**Descrizione del compito:**
Scrivi il seguito dell'articolo sull'operazione antimafia «Montagna» ad Agrigento, riprendendo subito dopo l'ultima frase riportata.

**Brano da leggere:**
####################

Decapitati i vertici di Cosa nostra agrigentina - QdS

Decapitati i vertici di Cosa nostra agrigentina

redazione

Decapitati i vertici di Cosa nostra agrigentina

martedì 23 Gennaio 2018

In manette il sindaco di San Biagio Platani. Blitz dei Carabinieri ordinato dalla Direzione distrettuale antimafia di Palermo

AGRIGENTO – Terra bruciata attorno al boss latitante Matteo Messina Denaro, con l’operazione chiamata “Montagna” i Carabinieri del Comando provinciale di Agrigento hanno eseguito 57 ordinanze di custodia cautelare emesse nei confronti dei vertici dei mandamenti e delle famiglie mafiose di Cosa nostra agrigentina. Disarticolati, con un blitz ordinato dalla Direzione distrettuale antimafia di Palermo, i vertici di due mandamenti, quello di Santa Elisabetta e Sciacca, nonché sedici famiglie mafiose della provincia.

####################

**Righe di dati:**

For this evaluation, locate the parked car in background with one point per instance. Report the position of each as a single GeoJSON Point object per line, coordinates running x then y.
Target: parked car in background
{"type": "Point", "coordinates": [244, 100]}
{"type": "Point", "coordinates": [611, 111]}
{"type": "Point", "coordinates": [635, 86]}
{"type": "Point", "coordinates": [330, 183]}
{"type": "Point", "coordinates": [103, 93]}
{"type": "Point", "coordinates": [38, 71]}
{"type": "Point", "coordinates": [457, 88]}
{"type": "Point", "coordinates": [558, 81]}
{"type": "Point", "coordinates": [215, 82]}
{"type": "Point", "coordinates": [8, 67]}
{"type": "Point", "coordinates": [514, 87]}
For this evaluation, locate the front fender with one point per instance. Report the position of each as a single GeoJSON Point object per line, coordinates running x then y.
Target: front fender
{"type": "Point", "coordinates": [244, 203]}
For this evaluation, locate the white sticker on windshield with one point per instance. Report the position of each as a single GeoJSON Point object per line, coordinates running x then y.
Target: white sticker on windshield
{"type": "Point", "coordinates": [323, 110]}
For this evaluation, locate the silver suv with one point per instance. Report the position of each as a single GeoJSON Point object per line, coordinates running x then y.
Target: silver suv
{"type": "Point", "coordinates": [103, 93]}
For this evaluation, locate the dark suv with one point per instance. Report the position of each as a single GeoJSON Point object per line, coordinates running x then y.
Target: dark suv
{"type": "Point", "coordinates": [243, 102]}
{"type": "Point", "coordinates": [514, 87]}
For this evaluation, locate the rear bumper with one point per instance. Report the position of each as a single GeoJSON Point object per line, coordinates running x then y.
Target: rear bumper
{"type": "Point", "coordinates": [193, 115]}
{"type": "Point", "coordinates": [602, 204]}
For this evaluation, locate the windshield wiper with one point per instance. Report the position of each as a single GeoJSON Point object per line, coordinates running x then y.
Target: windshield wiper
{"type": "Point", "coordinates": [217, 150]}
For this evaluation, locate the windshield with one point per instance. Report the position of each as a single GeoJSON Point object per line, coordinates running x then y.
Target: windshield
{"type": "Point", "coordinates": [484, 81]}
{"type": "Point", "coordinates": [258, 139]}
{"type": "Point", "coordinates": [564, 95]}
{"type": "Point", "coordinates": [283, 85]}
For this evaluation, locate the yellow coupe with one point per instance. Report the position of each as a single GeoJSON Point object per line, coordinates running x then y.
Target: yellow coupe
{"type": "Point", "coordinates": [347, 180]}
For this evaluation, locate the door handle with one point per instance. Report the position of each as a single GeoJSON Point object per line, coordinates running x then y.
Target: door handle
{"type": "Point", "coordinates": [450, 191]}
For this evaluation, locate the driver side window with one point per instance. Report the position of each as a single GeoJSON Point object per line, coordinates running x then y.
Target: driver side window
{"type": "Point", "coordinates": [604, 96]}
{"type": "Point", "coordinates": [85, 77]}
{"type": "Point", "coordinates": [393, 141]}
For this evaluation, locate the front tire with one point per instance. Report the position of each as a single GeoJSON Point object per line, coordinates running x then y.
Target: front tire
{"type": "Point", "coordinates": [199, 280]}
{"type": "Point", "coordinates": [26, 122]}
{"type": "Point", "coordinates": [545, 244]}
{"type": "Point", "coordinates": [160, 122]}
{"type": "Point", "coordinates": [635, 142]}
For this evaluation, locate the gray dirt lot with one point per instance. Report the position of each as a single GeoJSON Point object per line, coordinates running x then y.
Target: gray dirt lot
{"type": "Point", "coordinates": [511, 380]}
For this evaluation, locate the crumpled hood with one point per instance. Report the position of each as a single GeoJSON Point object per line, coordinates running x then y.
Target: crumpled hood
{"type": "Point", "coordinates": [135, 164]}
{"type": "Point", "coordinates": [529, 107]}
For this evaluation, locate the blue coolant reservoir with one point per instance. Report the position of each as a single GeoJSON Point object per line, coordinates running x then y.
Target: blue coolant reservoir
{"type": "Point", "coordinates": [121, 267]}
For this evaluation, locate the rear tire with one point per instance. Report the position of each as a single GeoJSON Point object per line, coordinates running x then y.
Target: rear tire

####################

**Risposta al compito:**
Tra gli arrestati, per concorso esterno in associazione mafiosa, anche il sindaco di San Biagio Platani, Santino Sabella. Documentati stretti collegamenti con i vertici delle cosche di quasi tutta la Sicilia e con le ‘Ndrine calabresi. Accertate anche estorsioni ai danni di 27 aziende e un fiorente traffico di droga. Il pizzo veniva preteso anche dalle cooperative per la gestione degli immigrati richiedenti asilo. Le società sequestrate sono sette, tutte riconducibili agli arrestati.
 
Il blitz è scattato intorno alle 3 della scorsa notte. Mentre un elicottero vigilava dall’alto, facendo rapidamente la spola tra Agrigento, Favara, Sciacca e il Monte Cammarata, 400 militari, più i Carabinieri dello squadrone eliportato cacciatori Sicilia e unità cinofile per la ricerca di droga ed esplosivi, hanno fatto simultaneamente irruzione in ville, appartamenti, case di campagna e casolari. In pochi minuti, sono scattate le manette ai polsi di 57 indagati. Quasi tutta la Sicilia interessata dall’operazione, pressoché l’intera provincia di Agrigento, ma anche importanti centri alle porte di Palermo, Catania, Enna e Ragusa.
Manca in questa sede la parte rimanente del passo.